Written task A: In the text on green personal loans, why do lenders typically offer these loans at lower rates than standard personal loans?
Written task B: Write the next part of the text on green personal loans, picking up after its final sentence.

>> start Text extract

Just like a standard personal loan, a green personal loan is a type of credit product that allows you to borrow a sum of money for a specific purpose, to be repaid with interest over a set period of time.
The key difference between a standard personal loan and a green personal loan is the purpose for which it can be used. While standard personal loans can be used for a wide range of different purposes, green personal loans are to be used specifically for the purchase of environmentally friendly products.
What can you use a green personal loan for?
Plenty of Australian lenders allow borrowers to take out green personal loans to fund the cost of a broad selection of eco-friendly home improvement projects and products, including:
- Solar hot water systems, rooftop solar panels and battery storage systems
- Energy efficient white goods and appliances that meet a minimum star rating
- Grey water treatment systems
- Rainwater tanks
- Double glazing
- External awnings
- Reverse cycle or zoned air conditioners and energy efficient electric heaters that meet a minimum star rating
- LED lighting
Investing in these sorts of purchases not only has the potential to offer environmental benefits, but it could also save you money on your electricity bills and potentially add value to your property.
Plus, lenders typically offer green personal loans with lower rates than standard personal loans to reward borrowers for 'going green'.
What other types of green loans are there?
Green home loan
One alternative to a green personal loan is a green home loan which is available to borrowers who are looking to buy an energy efficient property. This may be an option for those yet to purchase a property, or those looking to refinance in order to make environmentally friendly home improvements.
Green car loan
Another type of green personal loan is a green car loan, which is a type of car financing specifically for eco-friendly vehicles such as electric or hybrid vehicles, or those that produce less carbon dioxide emissions than traditional fuel-powered cars.

>> end Text extract
>> start Recorded data

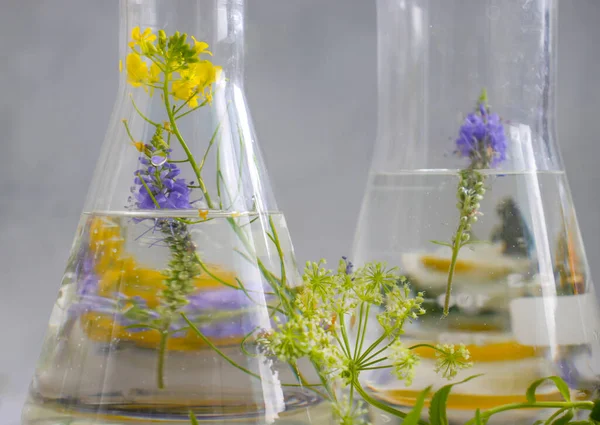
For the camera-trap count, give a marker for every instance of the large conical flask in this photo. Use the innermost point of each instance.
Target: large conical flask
(467, 196)
(181, 255)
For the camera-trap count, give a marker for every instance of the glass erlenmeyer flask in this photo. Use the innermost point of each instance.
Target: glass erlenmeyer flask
(467, 187)
(181, 252)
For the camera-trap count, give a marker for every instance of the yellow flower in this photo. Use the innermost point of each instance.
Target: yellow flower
(200, 47)
(137, 70)
(196, 81)
(184, 89)
(155, 71)
(142, 39)
(140, 146)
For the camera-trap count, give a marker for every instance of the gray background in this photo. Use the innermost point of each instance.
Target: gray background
(312, 90)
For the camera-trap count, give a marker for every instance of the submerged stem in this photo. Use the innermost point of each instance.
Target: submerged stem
(455, 248)
(162, 352)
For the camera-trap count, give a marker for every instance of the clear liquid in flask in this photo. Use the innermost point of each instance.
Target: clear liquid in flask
(100, 364)
(526, 252)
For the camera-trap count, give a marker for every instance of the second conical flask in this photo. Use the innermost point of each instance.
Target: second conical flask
(181, 254)
(468, 197)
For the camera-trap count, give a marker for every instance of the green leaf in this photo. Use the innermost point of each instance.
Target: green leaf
(595, 413)
(560, 385)
(437, 409)
(413, 417)
(442, 243)
(478, 420)
(564, 419)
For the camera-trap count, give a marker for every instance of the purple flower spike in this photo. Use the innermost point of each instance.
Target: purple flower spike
(482, 138)
(158, 160)
(157, 185)
(349, 265)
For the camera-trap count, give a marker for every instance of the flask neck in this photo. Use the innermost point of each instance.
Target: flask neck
(219, 23)
(434, 59)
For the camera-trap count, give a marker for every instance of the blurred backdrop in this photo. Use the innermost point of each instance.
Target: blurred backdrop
(310, 72)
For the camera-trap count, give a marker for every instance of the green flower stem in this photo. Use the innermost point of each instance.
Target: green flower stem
(379, 360)
(162, 349)
(373, 346)
(358, 333)
(364, 333)
(277, 244)
(376, 367)
(586, 405)
(191, 109)
(345, 335)
(555, 415)
(236, 365)
(455, 248)
(175, 130)
(126, 124)
(380, 405)
(148, 120)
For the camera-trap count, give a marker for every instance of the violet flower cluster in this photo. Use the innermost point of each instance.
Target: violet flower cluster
(157, 184)
(482, 138)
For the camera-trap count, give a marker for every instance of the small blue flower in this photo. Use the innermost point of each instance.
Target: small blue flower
(157, 179)
(349, 265)
(482, 138)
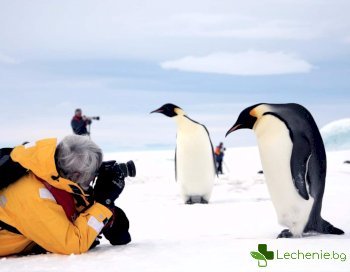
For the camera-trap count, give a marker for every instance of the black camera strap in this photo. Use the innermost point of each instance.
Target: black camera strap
(8, 227)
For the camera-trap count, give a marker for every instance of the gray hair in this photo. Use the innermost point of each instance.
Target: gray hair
(78, 159)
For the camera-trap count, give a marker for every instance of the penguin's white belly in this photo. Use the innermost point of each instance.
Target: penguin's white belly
(195, 163)
(275, 148)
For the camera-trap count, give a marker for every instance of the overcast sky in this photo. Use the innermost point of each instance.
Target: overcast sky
(122, 59)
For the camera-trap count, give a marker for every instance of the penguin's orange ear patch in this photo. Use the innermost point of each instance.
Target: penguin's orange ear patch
(253, 112)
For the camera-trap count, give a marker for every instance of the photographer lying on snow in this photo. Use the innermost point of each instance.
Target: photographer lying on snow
(47, 203)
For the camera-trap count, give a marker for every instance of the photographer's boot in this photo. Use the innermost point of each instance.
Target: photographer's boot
(118, 231)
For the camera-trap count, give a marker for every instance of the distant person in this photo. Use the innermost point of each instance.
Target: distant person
(219, 156)
(80, 122)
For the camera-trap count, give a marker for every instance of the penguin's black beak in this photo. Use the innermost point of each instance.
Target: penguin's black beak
(234, 127)
(160, 110)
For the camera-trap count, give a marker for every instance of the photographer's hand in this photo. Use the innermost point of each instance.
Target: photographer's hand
(108, 185)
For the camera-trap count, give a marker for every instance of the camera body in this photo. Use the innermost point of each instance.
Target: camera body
(110, 181)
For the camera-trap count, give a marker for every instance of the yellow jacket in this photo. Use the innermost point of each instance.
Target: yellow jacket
(29, 206)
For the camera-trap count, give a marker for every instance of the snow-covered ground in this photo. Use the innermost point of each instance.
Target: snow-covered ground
(170, 236)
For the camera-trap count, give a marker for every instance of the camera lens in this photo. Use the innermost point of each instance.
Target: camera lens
(131, 168)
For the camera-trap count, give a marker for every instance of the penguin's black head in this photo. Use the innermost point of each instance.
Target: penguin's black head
(169, 110)
(246, 119)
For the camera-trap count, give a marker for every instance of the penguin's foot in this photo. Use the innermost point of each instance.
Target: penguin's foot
(285, 234)
(204, 201)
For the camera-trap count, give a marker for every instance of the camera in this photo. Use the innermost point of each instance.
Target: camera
(110, 182)
(128, 169)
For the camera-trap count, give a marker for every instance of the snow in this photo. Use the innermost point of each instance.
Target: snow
(336, 135)
(170, 236)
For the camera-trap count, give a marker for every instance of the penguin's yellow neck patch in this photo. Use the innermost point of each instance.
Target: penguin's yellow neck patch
(258, 113)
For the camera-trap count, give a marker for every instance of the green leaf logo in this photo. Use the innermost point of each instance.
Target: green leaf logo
(260, 257)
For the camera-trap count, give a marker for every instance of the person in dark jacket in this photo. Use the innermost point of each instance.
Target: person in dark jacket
(79, 123)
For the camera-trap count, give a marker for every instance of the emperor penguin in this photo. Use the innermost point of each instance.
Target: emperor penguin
(195, 168)
(293, 157)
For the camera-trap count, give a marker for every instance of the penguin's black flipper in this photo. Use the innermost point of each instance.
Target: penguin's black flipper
(301, 154)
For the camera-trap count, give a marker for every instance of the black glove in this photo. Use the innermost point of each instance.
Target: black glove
(109, 184)
(117, 230)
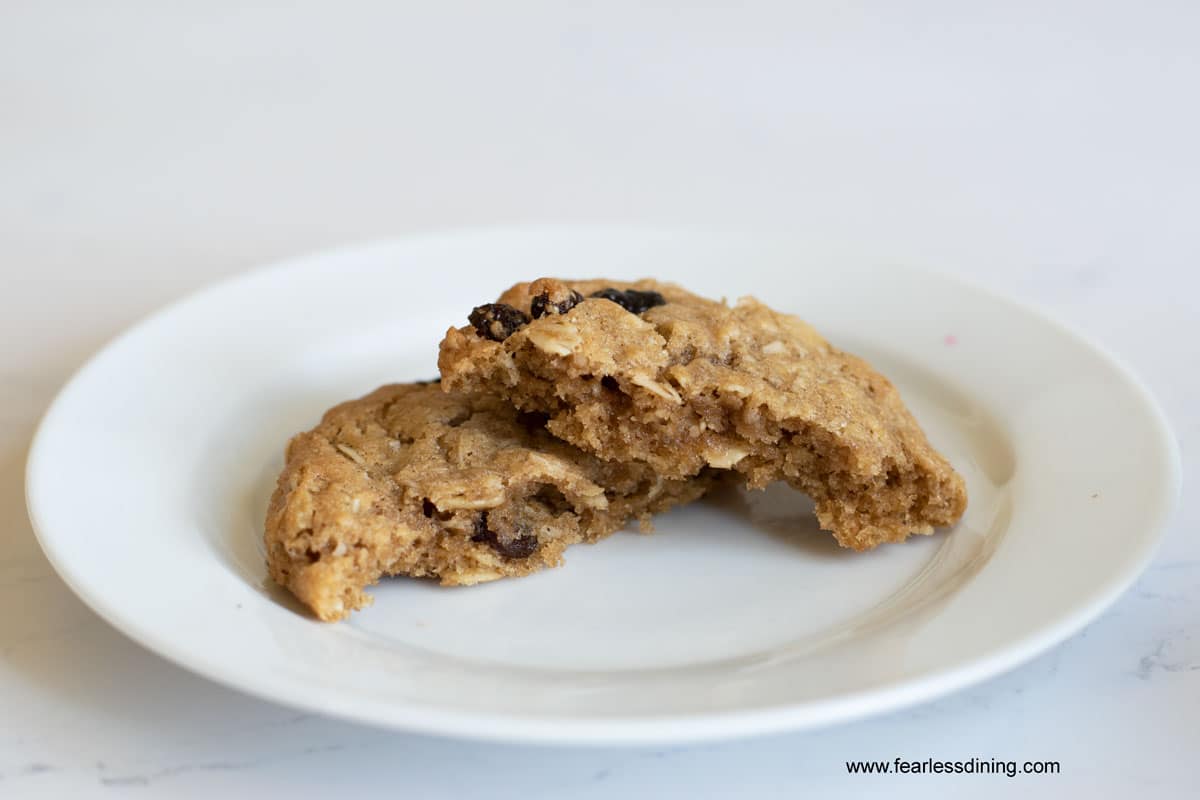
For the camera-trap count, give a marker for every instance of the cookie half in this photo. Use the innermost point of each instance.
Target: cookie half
(649, 373)
(413, 481)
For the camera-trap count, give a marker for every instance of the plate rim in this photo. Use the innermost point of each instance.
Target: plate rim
(648, 729)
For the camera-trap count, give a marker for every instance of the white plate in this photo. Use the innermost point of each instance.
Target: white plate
(149, 477)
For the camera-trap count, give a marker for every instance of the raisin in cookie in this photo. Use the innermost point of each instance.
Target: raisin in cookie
(649, 373)
(413, 481)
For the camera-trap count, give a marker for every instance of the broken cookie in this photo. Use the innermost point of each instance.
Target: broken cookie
(649, 373)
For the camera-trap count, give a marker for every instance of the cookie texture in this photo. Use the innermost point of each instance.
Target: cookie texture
(651, 373)
(413, 481)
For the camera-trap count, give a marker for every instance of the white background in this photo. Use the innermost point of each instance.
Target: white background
(1045, 149)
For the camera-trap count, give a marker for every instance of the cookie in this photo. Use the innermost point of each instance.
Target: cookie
(413, 481)
(651, 373)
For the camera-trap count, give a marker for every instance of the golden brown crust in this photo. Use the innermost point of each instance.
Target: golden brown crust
(694, 383)
(413, 481)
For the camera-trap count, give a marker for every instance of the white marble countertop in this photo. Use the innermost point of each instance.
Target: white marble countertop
(1048, 150)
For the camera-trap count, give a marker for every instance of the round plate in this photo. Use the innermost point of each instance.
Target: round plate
(149, 477)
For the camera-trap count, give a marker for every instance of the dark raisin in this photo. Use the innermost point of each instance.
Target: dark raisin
(541, 305)
(631, 300)
(497, 320)
(533, 420)
(516, 547)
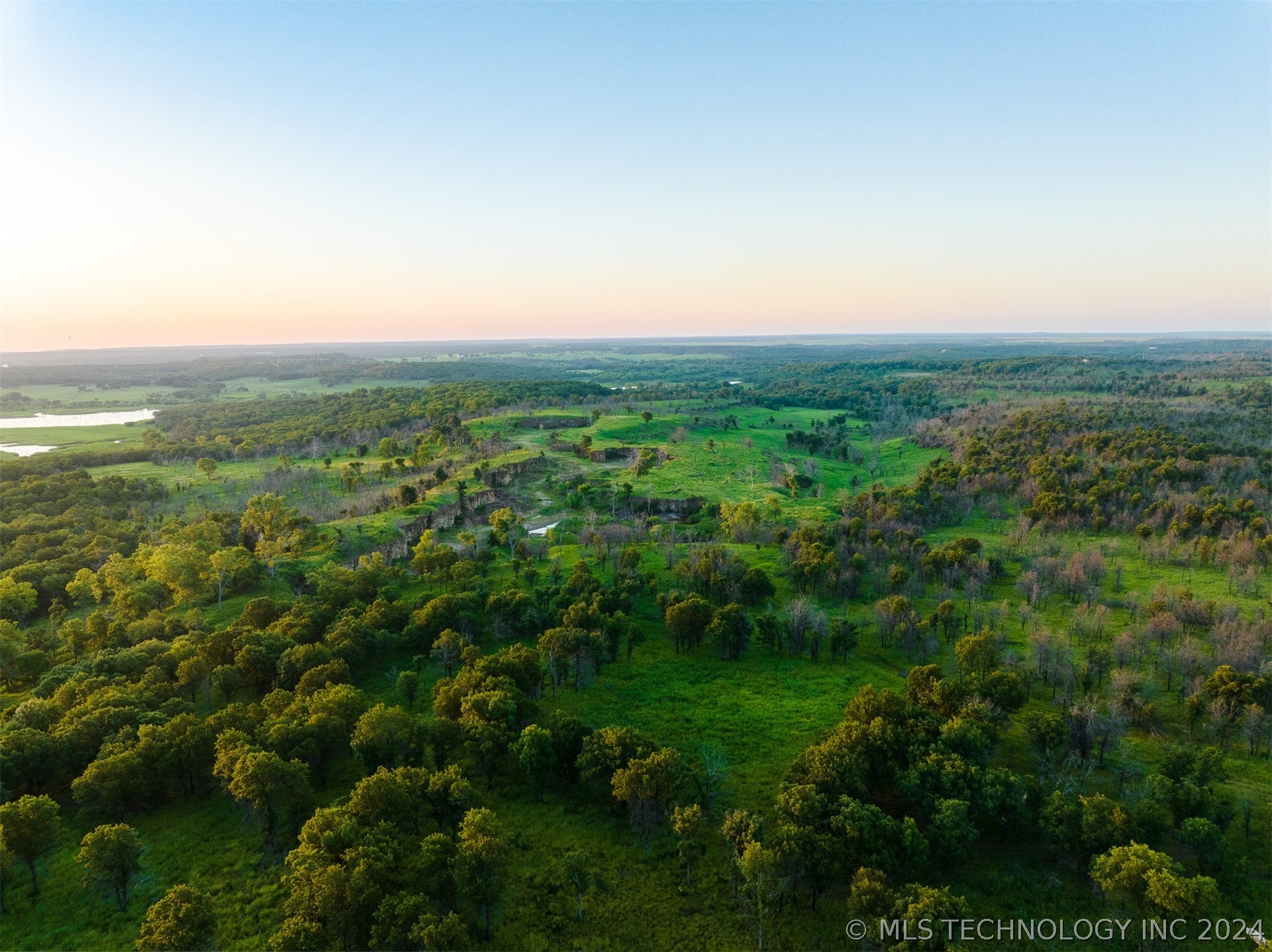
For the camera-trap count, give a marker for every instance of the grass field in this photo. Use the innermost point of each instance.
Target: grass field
(763, 710)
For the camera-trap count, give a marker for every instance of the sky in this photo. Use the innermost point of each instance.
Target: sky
(205, 173)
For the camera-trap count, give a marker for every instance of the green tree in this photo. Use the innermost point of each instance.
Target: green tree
(481, 863)
(687, 825)
(577, 871)
(17, 599)
(536, 755)
(687, 620)
(730, 630)
(183, 920)
(507, 528)
(1151, 882)
(111, 856)
(273, 788)
(31, 829)
(761, 886)
(645, 786)
(226, 566)
(383, 736)
(407, 685)
(273, 526)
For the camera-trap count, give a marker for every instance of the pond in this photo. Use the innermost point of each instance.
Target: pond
(24, 449)
(48, 420)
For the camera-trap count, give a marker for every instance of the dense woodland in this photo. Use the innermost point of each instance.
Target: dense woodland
(708, 646)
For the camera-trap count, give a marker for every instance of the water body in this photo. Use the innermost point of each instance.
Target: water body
(24, 449)
(48, 420)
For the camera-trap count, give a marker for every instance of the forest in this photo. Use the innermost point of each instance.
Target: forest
(640, 645)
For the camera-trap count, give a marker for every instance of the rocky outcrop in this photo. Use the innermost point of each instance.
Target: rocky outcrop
(551, 422)
(450, 515)
(505, 475)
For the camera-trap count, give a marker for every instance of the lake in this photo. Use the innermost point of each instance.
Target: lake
(46, 420)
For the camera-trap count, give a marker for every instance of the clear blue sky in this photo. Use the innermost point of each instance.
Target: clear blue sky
(199, 172)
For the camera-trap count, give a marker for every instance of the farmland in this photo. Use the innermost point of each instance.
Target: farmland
(939, 632)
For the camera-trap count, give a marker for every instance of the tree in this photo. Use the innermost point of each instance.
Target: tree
(17, 599)
(113, 857)
(84, 587)
(273, 526)
(687, 825)
(645, 786)
(407, 684)
(228, 565)
(1205, 839)
(761, 886)
(715, 765)
(183, 920)
(507, 528)
(31, 829)
(577, 871)
(273, 788)
(448, 649)
(382, 738)
(536, 755)
(730, 630)
(440, 935)
(481, 862)
(7, 863)
(1150, 882)
(687, 620)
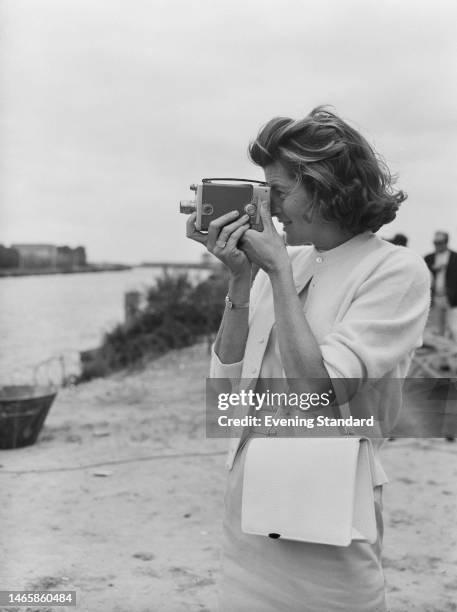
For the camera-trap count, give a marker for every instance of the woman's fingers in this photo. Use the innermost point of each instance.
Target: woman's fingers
(219, 233)
(193, 233)
(235, 236)
(265, 214)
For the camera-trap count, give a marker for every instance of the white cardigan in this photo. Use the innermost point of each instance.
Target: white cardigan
(367, 306)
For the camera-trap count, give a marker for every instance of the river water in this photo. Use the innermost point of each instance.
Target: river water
(43, 317)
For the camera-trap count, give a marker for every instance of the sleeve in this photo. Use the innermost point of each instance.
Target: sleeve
(384, 322)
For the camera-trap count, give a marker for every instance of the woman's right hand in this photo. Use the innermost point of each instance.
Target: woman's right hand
(222, 239)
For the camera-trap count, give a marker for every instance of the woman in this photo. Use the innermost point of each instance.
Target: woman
(347, 306)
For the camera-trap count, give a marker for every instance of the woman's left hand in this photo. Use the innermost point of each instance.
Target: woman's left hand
(267, 248)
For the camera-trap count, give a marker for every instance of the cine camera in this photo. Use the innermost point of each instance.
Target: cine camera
(215, 197)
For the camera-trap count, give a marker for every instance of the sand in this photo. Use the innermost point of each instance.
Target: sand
(121, 500)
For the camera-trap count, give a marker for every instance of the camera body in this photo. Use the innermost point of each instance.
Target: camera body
(215, 197)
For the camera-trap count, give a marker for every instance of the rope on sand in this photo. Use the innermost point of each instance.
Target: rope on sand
(114, 462)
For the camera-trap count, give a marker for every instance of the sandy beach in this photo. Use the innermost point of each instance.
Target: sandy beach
(121, 501)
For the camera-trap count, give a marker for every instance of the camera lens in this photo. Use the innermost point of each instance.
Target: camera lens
(187, 207)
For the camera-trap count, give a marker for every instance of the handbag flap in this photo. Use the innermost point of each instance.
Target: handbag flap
(364, 523)
(305, 489)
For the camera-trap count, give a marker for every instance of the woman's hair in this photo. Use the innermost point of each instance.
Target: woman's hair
(348, 182)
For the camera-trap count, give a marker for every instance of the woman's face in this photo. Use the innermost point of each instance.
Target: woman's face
(290, 203)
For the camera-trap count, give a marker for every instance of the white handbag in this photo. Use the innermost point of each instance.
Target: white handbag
(316, 490)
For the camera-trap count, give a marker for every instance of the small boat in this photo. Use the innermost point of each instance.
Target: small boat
(23, 410)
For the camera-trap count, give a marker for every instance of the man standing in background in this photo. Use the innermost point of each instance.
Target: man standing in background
(443, 266)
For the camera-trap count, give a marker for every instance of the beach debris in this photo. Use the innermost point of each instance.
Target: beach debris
(144, 556)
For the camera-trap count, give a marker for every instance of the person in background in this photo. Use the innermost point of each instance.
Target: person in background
(443, 267)
(399, 240)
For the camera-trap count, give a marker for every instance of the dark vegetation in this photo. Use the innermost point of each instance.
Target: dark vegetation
(177, 313)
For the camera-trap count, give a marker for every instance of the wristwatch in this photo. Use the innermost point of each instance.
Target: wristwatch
(232, 306)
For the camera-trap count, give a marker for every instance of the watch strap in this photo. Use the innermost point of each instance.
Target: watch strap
(232, 306)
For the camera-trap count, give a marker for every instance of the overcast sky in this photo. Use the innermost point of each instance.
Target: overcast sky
(110, 109)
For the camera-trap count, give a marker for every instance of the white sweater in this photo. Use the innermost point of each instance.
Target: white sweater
(367, 305)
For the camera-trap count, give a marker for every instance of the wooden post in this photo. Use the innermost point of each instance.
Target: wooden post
(131, 306)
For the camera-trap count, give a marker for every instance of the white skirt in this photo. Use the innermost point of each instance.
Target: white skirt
(261, 574)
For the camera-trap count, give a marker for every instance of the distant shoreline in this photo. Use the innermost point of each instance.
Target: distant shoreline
(8, 272)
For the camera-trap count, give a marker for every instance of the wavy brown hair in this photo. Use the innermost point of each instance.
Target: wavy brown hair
(348, 181)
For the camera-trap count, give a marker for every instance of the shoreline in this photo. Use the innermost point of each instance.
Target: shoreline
(133, 446)
(13, 272)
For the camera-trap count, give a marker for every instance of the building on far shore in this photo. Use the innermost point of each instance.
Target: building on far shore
(33, 256)
(36, 255)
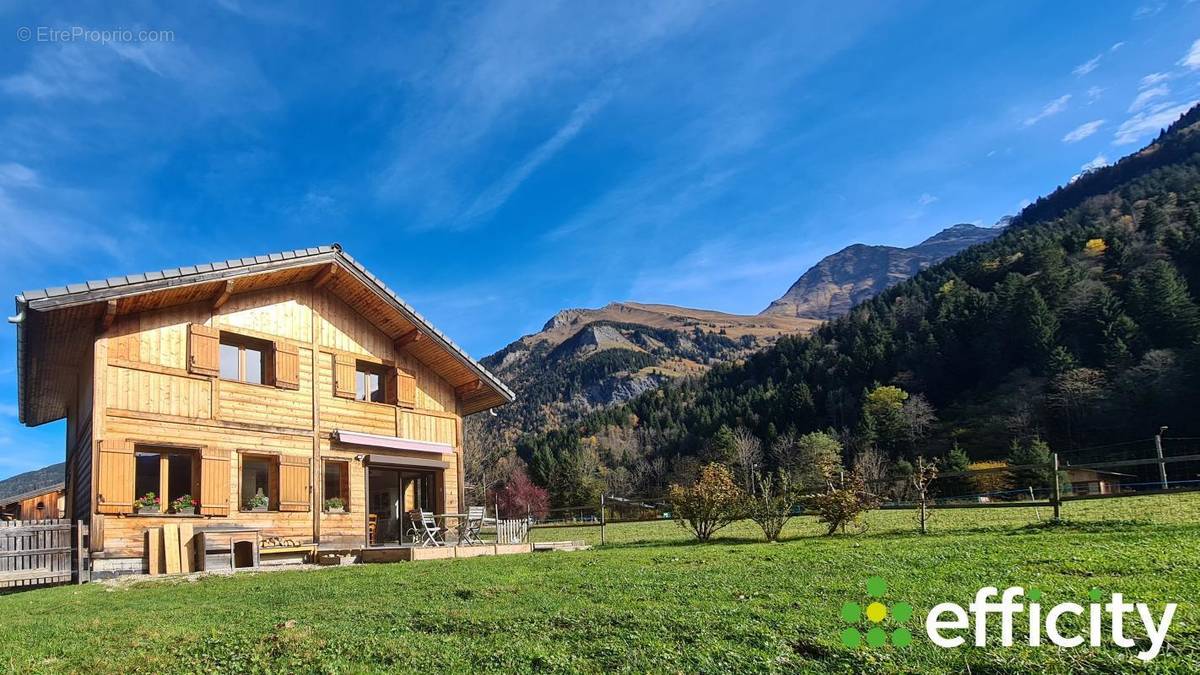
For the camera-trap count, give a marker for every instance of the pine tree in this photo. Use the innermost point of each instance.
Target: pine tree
(1153, 221)
(1159, 299)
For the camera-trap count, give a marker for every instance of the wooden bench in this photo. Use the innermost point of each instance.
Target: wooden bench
(270, 553)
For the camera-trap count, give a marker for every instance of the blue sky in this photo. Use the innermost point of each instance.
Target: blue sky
(496, 162)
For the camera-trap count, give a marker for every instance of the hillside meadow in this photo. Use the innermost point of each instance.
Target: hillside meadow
(649, 601)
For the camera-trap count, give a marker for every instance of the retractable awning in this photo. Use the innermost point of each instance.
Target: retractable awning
(390, 442)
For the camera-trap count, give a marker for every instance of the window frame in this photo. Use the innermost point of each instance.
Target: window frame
(244, 342)
(165, 452)
(367, 368)
(343, 482)
(273, 479)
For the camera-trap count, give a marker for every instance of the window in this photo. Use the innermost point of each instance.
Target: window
(258, 481)
(245, 359)
(336, 484)
(369, 382)
(168, 473)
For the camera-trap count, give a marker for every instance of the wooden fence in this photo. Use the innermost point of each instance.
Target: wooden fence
(39, 553)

>> end Recorded data

Exercise result A: They offer lower rates to reward borrowers for "going green."

Exercise result B:
Who can get a green personal loan in Australia?
As long as an applicant's loan purpose meets the specific lending criteria for a green personal loan, the eligibility requirements are generally consistent with a standard personal loan, requiring the borrower to:
- Be 18 years of age or older
- Be an Australian citizen or permanent resident
- Earn a regular income
Some lenders may also require borrowers to meet a minimum credit score. Eligibility requirements can differ between lenders, so it might be worth reaching out to your preferred credit provider for more information.
How do you compare green personal loans?
Making a comprehensive comparison of your green personal loan options is much the same as a standard personal loan comparison. Here are some of the most important features to consider when shopping for your best fit:
Loan amount - Personal loans are paid out in a fixed amount, so it's important to have a solid idea of how much your purchase or project will cost and determine the loan amount before you apply.
Interest rates - The loan's interest rate will determine how much you pay in interest. You'll need to choose between a fixed rate that stays the same throughout the loan, or a variable rate that can fluctuate with the market. Just remember that if a low rate loan has high fees, it may not be the most competitive option.
Comparison rates - Comparison rates can give you a better idea of which loans may be the most competitive, as they include the loan's interest rate plus the main fees attached.
Loan term - The loan term is the amount of time you have to pay back your loan. Personal loan terms are commonly three to five years long, but shorter and longer terms are typically also available. Keep in mind that as a general rule of thumb, the longer the loan term, the cheaper the loan repayments - but the more interest you will likely pay over the life of the loan. Shorter loan terms may have more expensive repayments, but you'll likely pay less in total interest.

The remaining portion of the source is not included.